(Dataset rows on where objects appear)
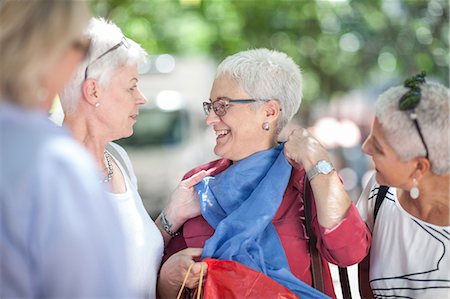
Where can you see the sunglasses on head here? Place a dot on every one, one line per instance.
(123, 42)
(409, 101)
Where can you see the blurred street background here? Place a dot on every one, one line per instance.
(349, 53)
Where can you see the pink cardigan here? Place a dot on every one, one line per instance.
(344, 245)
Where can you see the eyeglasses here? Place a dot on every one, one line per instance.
(123, 42)
(221, 105)
(409, 101)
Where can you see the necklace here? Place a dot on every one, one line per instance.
(110, 174)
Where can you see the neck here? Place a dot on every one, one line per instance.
(85, 132)
(264, 145)
(433, 203)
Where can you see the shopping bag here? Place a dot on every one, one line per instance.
(233, 280)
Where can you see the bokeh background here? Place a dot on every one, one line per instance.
(349, 52)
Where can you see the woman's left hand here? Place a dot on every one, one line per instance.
(184, 203)
(301, 148)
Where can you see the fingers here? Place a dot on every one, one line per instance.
(195, 179)
(191, 252)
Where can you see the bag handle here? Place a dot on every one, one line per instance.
(199, 289)
(316, 259)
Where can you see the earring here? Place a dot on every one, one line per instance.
(414, 192)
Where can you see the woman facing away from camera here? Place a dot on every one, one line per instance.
(407, 208)
(101, 104)
(59, 235)
(253, 193)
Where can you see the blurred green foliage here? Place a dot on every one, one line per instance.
(340, 45)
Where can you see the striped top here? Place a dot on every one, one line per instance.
(409, 257)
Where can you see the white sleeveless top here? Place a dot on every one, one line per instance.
(145, 244)
(409, 257)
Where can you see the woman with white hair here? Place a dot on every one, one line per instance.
(407, 208)
(252, 203)
(55, 221)
(101, 104)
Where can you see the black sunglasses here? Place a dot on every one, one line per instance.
(221, 105)
(409, 101)
(123, 42)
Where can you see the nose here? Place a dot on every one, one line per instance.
(140, 99)
(212, 118)
(366, 146)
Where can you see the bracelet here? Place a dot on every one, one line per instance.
(166, 225)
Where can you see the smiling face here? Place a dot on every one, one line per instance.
(239, 132)
(120, 102)
(390, 170)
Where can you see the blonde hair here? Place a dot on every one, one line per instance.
(33, 34)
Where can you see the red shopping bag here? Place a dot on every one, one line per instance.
(233, 280)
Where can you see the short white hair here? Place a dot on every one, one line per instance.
(433, 118)
(34, 35)
(267, 74)
(103, 35)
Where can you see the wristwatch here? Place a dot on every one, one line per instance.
(323, 166)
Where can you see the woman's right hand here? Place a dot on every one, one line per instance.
(174, 270)
(184, 203)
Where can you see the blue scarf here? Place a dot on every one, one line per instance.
(240, 203)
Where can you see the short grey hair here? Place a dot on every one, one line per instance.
(103, 35)
(433, 118)
(267, 74)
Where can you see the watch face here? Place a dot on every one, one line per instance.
(324, 167)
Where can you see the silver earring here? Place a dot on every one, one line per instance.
(414, 192)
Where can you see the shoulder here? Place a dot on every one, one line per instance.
(215, 167)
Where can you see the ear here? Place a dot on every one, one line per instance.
(272, 110)
(91, 91)
(422, 166)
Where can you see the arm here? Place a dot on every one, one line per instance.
(331, 199)
(342, 236)
(183, 205)
(77, 240)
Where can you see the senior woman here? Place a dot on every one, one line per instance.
(55, 221)
(101, 104)
(256, 193)
(409, 145)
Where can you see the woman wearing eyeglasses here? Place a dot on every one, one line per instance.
(252, 203)
(55, 220)
(409, 220)
(101, 104)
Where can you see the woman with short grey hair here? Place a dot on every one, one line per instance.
(253, 202)
(406, 205)
(101, 105)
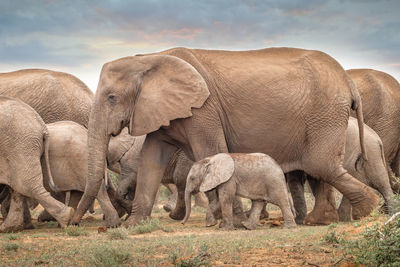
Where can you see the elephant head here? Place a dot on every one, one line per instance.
(143, 93)
(206, 175)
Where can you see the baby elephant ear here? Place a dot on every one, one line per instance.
(220, 170)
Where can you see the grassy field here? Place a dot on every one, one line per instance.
(164, 242)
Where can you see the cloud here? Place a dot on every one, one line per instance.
(82, 35)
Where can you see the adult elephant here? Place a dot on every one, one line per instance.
(207, 102)
(56, 96)
(380, 95)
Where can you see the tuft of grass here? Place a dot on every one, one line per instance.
(118, 233)
(11, 247)
(379, 245)
(331, 238)
(106, 255)
(13, 236)
(148, 226)
(75, 231)
(201, 258)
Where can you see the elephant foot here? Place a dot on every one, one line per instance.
(288, 225)
(364, 207)
(134, 219)
(65, 219)
(44, 216)
(210, 220)
(11, 228)
(167, 207)
(322, 218)
(299, 219)
(249, 225)
(177, 214)
(111, 221)
(226, 226)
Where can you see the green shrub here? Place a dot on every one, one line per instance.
(379, 246)
(148, 226)
(201, 258)
(106, 255)
(75, 231)
(11, 247)
(13, 236)
(331, 238)
(118, 233)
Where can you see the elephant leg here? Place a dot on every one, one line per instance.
(344, 210)
(113, 195)
(324, 211)
(200, 200)
(213, 210)
(111, 215)
(179, 212)
(255, 211)
(15, 218)
(45, 216)
(226, 201)
(155, 157)
(296, 182)
(5, 205)
(33, 188)
(172, 200)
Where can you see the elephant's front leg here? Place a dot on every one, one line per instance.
(324, 211)
(252, 221)
(111, 215)
(226, 196)
(15, 218)
(296, 182)
(179, 212)
(155, 157)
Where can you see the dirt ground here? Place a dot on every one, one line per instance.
(164, 242)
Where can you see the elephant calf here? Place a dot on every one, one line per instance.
(255, 176)
(23, 141)
(372, 172)
(68, 163)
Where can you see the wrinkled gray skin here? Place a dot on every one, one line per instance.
(68, 163)
(55, 96)
(255, 176)
(208, 101)
(125, 150)
(372, 173)
(23, 141)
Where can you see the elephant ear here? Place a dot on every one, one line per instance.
(169, 89)
(220, 170)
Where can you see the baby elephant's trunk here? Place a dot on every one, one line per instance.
(188, 206)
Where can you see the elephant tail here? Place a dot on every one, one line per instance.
(46, 142)
(356, 105)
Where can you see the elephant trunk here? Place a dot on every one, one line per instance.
(188, 205)
(98, 140)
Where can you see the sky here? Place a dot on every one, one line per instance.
(78, 37)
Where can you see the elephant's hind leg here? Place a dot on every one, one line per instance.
(14, 221)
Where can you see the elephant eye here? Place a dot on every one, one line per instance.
(111, 99)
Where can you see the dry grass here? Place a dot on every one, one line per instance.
(191, 244)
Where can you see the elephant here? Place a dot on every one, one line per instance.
(207, 102)
(24, 139)
(55, 96)
(372, 173)
(68, 163)
(125, 150)
(380, 95)
(255, 176)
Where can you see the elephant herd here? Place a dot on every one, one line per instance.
(253, 121)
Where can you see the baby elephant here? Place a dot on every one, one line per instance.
(255, 176)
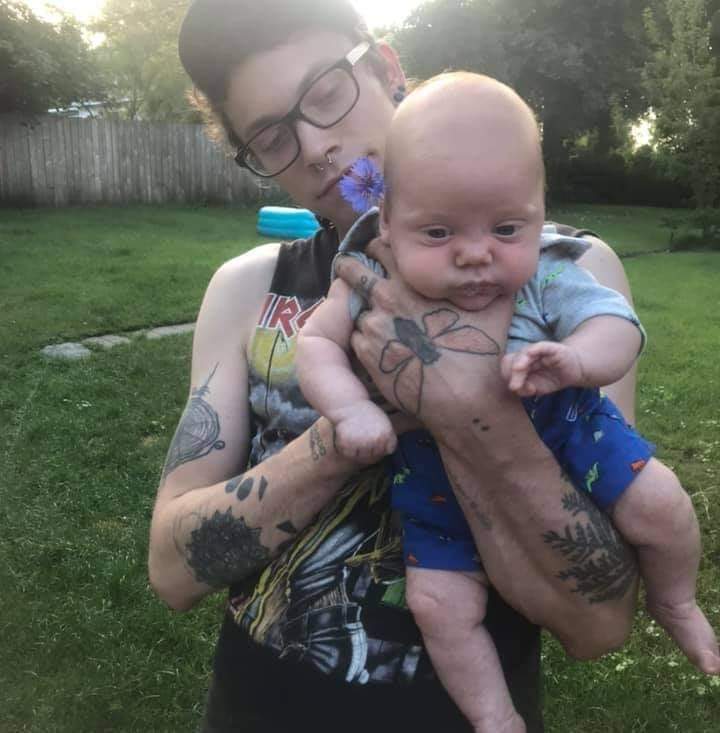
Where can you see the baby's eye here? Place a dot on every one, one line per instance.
(506, 230)
(437, 232)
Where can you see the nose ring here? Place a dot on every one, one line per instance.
(330, 161)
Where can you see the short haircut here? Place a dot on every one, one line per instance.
(449, 77)
(218, 35)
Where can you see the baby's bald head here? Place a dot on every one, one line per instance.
(461, 114)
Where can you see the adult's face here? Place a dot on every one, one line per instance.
(267, 85)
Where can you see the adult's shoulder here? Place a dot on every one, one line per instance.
(249, 272)
(234, 298)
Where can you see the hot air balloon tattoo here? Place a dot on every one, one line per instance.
(198, 431)
(415, 348)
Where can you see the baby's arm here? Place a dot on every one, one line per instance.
(363, 432)
(599, 352)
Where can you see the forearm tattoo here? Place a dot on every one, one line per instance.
(198, 431)
(223, 549)
(468, 502)
(365, 287)
(317, 447)
(599, 563)
(417, 347)
(242, 487)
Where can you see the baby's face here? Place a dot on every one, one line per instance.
(463, 227)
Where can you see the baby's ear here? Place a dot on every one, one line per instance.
(383, 226)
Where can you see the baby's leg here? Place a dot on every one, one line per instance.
(656, 515)
(449, 607)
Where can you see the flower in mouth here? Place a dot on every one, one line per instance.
(363, 185)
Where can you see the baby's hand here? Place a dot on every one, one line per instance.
(363, 433)
(542, 368)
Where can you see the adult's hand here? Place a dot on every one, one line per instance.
(429, 358)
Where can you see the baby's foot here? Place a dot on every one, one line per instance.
(692, 632)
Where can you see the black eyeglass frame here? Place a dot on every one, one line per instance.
(347, 63)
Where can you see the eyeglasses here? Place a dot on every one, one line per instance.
(329, 98)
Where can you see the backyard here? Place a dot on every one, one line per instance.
(86, 644)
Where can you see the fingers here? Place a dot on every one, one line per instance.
(381, 251)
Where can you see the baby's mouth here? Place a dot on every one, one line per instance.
(475, 289)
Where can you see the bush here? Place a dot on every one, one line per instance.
(644, 179)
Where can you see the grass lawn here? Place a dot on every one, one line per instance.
(86, 647)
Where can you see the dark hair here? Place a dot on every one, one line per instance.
(218, 35)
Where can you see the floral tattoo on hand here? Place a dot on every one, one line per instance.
(415, 348)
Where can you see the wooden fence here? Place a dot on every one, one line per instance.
(53, 161)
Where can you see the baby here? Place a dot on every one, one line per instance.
(463, 213)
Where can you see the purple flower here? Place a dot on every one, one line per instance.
(362, 187)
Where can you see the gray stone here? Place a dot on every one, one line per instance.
(67, 350)
(163, 331)
(107, 341)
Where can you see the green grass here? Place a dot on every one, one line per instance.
(648, 686)
(630, 230)
(86, 647)
(80, 272)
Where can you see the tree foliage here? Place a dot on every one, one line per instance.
(139, 58)
(578, 64)
(683, 86)
(44, 64)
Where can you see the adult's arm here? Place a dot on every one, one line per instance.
(545, 547)
(215, 523)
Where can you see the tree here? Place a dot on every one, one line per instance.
(683, 86)
(44, 65)
(140, 60)
(576, 63)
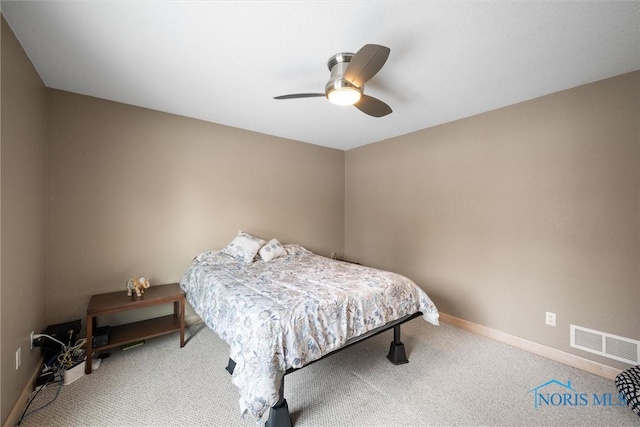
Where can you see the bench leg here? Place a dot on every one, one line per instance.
(397, 354)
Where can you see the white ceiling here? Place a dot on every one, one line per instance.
(224, 62)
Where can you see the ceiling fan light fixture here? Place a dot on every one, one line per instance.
(341, 92)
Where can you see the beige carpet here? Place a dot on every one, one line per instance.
(454, 378)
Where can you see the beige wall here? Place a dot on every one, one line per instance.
(505, 215)
(138, 192)
(22, 215)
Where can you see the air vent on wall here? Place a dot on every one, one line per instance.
(604, 344)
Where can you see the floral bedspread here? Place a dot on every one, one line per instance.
(291, 311)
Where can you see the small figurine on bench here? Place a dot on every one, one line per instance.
(138, 285)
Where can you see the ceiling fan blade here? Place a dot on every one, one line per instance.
(372, 106)
(366, 63)
(299, 95)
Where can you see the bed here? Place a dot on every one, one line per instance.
(281, 307)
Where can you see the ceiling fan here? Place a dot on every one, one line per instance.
(349, 73)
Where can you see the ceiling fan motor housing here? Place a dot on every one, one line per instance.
(338, 64)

*TASK TO COMPLETE*: Repeat the lines from the line containing "Where can you see the wooden" through the end of the material above exactly, with no pictures and nothing else.

*EXERCISE ANSWER*:
Where can you see the wooden fence here? Place a dot on every one, one line per instance.
(53, 161)
Where can you see the baby here? Place a dot on every one, one line per instance.
(463, 213)
Where can you see the purple flower here? Place a dot on every one, one line per instance.
(362, 187)
Where can you see the gray stone here? Place a dot on every one, one line per instance.
(67, 350)
(163, 331)
(107, 341)
Where can you see the green grass here? Place a dot on every one, one line per instance.
(648, 686)
(630, 230)
(86, 647)
(80, 272)
Where can you see the tree foliage here? Place a dot on every one, one line per instance.
(139, 58)
(578, 64)
(683, 86)
(44, 64)
Where can you see the adult's arm here? Place a dot on every one, one line per instance.
(545, 547)
(215, 523)
Where can you see the tree here? Place a dot on every one, one line per instance.
(683, 86)
(44, 65)
(140, 60)
(576, 63)
Where can you see the bench leg here? Place a dot on every one, one line per instance.
(397, 354)
Where can you see the white ceiling here? Place a dot on every one, one line per instance.
(224, 62)
Where can you see the ceiling fan light fixture here? Place a dot on every one, one line per instance.
(341, 92)
Where can you see the beige carpet here? Place a dot on every one, one line per instance.
(454, 378)
Where can you see the beige wall here? Place a dot on every one, one line per instance.
(505, 215)
(138, 192)
(22, 215)
Where can you see the air vent on wall here? Place a dot on every one, one line per instance.
(604, 344)
Where can you see the floral bedspread here? Place a dot on every one, one line per instance.
(291, 311)
Where can you see the small figurine on bench here? Place a dot on every one, one line per instance.
(138, 285)
Where can you see the ceiling fan blade here? Place a dot on every one, one line per instance.
(372, 106)
(366, 63)
(299, 95)
Where can you see the bed here? Place a dot on every one, one line per instance.
(281, 307)
Where can you see the ceiling fan here? Place a dot on every one, one line per instance.
(349, 73)
Where can you see the ceiling fan motor housing here? Place a dot on every one, one line per instance.
(338, 64)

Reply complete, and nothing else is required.